| SOURCE RECORDS |
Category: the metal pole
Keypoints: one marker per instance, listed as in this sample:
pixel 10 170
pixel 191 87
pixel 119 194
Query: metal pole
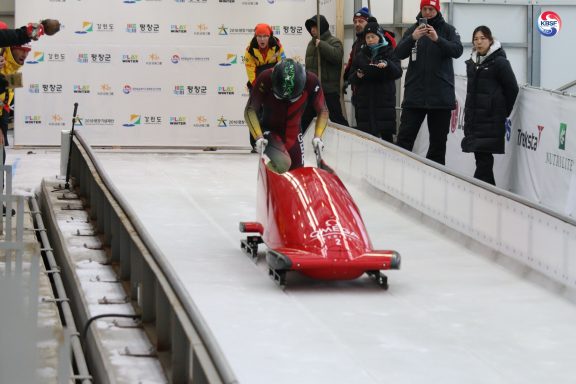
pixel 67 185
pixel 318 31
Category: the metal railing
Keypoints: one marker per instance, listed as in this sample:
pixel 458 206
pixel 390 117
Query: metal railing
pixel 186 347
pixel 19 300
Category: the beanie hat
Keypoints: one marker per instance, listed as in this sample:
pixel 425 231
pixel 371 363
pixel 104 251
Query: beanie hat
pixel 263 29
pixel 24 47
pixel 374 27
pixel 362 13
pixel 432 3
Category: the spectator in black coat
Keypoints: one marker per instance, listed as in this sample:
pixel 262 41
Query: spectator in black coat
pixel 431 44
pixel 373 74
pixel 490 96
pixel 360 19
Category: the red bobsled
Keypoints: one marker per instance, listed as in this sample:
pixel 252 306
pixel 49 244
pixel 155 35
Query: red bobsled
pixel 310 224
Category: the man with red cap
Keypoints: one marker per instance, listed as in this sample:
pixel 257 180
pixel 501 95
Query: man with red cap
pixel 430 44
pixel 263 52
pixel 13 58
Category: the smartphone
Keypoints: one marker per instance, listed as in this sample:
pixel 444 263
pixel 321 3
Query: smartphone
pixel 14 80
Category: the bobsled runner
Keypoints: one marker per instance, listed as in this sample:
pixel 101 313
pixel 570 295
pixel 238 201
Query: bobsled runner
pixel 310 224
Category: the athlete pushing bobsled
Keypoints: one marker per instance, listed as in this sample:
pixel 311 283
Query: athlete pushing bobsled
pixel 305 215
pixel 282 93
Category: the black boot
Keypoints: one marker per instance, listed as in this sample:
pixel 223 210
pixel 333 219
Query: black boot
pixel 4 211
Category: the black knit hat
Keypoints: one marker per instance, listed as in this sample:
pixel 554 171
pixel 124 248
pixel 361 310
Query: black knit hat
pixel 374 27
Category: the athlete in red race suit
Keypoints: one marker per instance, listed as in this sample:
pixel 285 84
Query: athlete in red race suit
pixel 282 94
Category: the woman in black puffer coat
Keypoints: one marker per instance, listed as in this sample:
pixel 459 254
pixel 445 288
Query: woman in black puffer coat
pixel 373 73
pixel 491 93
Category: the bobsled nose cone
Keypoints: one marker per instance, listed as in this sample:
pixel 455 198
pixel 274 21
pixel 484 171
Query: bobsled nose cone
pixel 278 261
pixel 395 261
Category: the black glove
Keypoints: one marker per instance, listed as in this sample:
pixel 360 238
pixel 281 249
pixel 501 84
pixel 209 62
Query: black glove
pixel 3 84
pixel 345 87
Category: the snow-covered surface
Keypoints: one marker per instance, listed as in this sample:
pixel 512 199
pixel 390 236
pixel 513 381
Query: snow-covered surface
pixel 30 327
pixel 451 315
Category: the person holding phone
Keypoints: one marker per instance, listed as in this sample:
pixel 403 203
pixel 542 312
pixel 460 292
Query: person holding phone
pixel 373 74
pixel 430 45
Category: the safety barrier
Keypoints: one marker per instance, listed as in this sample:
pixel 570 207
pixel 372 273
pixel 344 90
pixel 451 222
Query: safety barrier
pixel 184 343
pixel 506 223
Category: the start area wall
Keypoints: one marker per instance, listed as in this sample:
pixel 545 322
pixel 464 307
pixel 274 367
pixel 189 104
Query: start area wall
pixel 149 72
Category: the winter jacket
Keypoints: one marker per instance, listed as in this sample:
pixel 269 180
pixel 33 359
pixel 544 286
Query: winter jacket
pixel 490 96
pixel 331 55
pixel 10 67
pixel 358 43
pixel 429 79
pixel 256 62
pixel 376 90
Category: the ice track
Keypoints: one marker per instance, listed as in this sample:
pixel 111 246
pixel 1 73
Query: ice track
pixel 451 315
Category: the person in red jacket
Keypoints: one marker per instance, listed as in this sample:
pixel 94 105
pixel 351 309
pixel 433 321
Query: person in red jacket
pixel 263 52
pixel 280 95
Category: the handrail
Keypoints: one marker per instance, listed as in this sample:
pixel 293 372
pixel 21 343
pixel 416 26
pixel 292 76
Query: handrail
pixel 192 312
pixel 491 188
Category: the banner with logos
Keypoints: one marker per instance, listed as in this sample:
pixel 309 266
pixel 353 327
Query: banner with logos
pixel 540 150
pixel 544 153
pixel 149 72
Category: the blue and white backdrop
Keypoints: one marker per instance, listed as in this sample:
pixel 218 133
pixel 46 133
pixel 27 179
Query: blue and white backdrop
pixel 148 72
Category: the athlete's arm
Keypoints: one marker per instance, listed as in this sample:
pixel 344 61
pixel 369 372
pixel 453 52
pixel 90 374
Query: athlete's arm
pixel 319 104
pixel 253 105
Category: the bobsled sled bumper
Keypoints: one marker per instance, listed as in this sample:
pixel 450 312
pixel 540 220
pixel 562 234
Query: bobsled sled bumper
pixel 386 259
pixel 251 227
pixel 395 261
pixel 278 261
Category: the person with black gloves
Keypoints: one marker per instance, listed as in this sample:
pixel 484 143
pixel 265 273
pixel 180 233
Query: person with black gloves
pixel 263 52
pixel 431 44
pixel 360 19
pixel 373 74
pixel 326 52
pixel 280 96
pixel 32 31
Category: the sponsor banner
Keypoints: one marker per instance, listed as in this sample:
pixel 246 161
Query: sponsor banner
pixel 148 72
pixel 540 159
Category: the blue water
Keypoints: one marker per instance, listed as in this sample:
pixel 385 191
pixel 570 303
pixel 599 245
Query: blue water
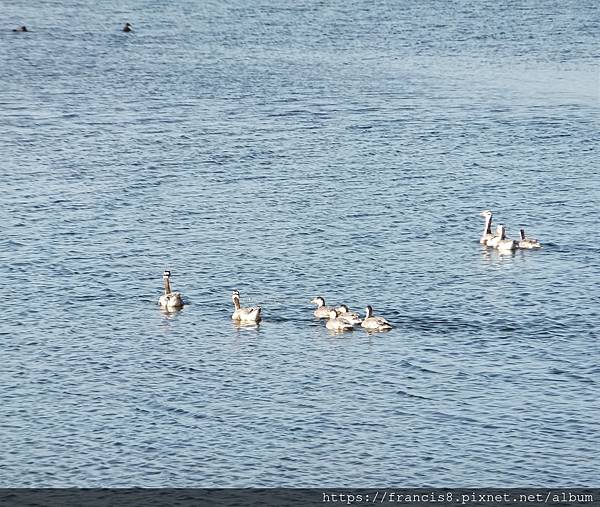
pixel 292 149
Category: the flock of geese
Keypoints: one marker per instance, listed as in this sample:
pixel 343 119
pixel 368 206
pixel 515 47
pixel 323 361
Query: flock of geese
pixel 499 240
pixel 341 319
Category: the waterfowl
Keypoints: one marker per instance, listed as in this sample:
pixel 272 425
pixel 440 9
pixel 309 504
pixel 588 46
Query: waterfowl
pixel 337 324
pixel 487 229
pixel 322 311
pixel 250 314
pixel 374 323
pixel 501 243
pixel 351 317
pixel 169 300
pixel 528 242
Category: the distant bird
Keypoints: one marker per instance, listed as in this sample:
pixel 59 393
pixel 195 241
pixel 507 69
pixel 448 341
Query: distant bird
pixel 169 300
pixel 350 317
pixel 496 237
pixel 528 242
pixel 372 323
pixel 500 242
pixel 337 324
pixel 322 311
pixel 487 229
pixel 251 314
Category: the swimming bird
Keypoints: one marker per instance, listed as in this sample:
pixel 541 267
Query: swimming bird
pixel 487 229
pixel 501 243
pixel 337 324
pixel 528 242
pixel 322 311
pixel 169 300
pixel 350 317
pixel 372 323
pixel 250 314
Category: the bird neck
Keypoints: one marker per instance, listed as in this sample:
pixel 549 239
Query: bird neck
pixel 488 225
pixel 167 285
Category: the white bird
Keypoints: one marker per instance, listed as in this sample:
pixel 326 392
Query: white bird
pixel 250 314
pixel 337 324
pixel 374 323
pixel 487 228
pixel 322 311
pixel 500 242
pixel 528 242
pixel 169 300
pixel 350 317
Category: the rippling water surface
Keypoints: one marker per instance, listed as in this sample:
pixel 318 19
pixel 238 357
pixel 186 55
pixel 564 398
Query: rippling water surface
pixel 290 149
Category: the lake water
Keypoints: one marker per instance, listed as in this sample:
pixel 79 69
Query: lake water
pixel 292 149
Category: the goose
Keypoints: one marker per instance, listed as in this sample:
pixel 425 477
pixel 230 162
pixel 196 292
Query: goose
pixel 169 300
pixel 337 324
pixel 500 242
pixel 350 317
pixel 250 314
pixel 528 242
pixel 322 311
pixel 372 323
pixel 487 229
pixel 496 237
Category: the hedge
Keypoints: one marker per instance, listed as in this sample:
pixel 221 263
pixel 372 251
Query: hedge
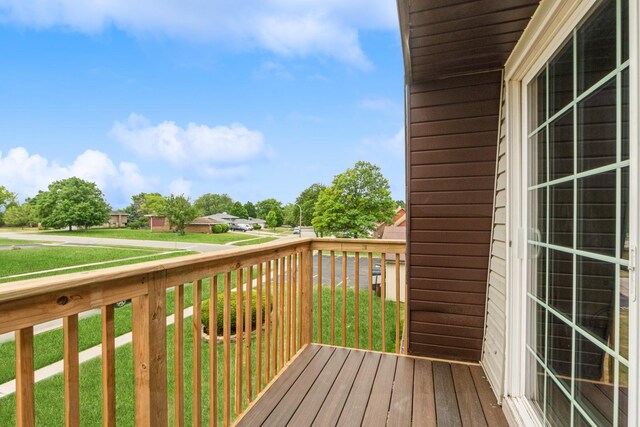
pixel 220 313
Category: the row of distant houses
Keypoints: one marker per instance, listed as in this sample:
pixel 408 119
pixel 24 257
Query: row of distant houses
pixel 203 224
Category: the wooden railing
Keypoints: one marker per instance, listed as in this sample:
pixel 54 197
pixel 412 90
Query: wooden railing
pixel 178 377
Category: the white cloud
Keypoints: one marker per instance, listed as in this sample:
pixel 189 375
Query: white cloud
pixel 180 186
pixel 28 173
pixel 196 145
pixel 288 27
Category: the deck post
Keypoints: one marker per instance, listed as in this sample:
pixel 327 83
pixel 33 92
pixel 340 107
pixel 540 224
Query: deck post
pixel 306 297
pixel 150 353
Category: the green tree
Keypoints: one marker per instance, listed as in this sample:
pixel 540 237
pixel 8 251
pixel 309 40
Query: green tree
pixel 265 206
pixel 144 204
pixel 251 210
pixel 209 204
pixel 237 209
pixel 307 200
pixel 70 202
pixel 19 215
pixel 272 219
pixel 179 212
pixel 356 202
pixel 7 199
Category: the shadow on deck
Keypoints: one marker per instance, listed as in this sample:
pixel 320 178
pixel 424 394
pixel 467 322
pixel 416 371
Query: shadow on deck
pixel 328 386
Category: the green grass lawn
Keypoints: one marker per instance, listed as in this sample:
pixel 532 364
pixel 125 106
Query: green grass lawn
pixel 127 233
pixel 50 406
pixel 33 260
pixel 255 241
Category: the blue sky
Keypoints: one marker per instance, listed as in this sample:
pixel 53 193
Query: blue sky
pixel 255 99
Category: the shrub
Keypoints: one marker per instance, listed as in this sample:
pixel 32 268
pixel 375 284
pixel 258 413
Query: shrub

| SET TASK |
Please rewrite the entries that start at the line containing "Category: the athlete's arm" and end at the line containing "pixel 341 319", substituting "advertising banner" for "sponsor banner" and keeping everything else unchanged. Leave the pictures out.

| WRITTEN ANSWER |
Category: the athlete's arm
Keypoints: one marker per instance, listed as in this sample:
pixel 344 61
pixel 369 372
pixel 453 52
pixel 90 374
Query: athlete's arm
pixel 319 104
pixel 253 105
Category: the bobsled sled bumper
Keypoints: one marker per instance, listed as in this sample:
pixel 450 312
pixel 540 220
pixel 562 234
Query: bobsled sled bumper
pixel 386 259
pixel 251 227
pixel 395 261
pixel 278 261
Category: the person with black gloves
Keypoints: one marker per instance, listed as in this sample:
pixel 484 143
pixel 265 273
pixel 180 233
Query: person with black gloves
pixel 263 52
pixel 431 44
pixel 360 19
pixel 373 74
pixel 326 52
pixel 280 96
pixel 32 31
Category: the advertising banner
Keypoints: one marker per instance, listed as in this sample:
pixel 246 161
Query: advertising banner
pixel 148 72
pixel 540 159
Category: the blue water
Keypoints: one marker per instance, listed as in this sample:
pixel 385 191
pixel 570 303
pixel 599 245
Query: blue water
pixel 292 149
Category: the flock of geese
Keypoints: one marker per instance, listed as in this sample:
pixel 343 119
pixel 368 206
pixel 515 47
pixel 323 361
Query: flock of geese
pixel 499 240
pixel 341 319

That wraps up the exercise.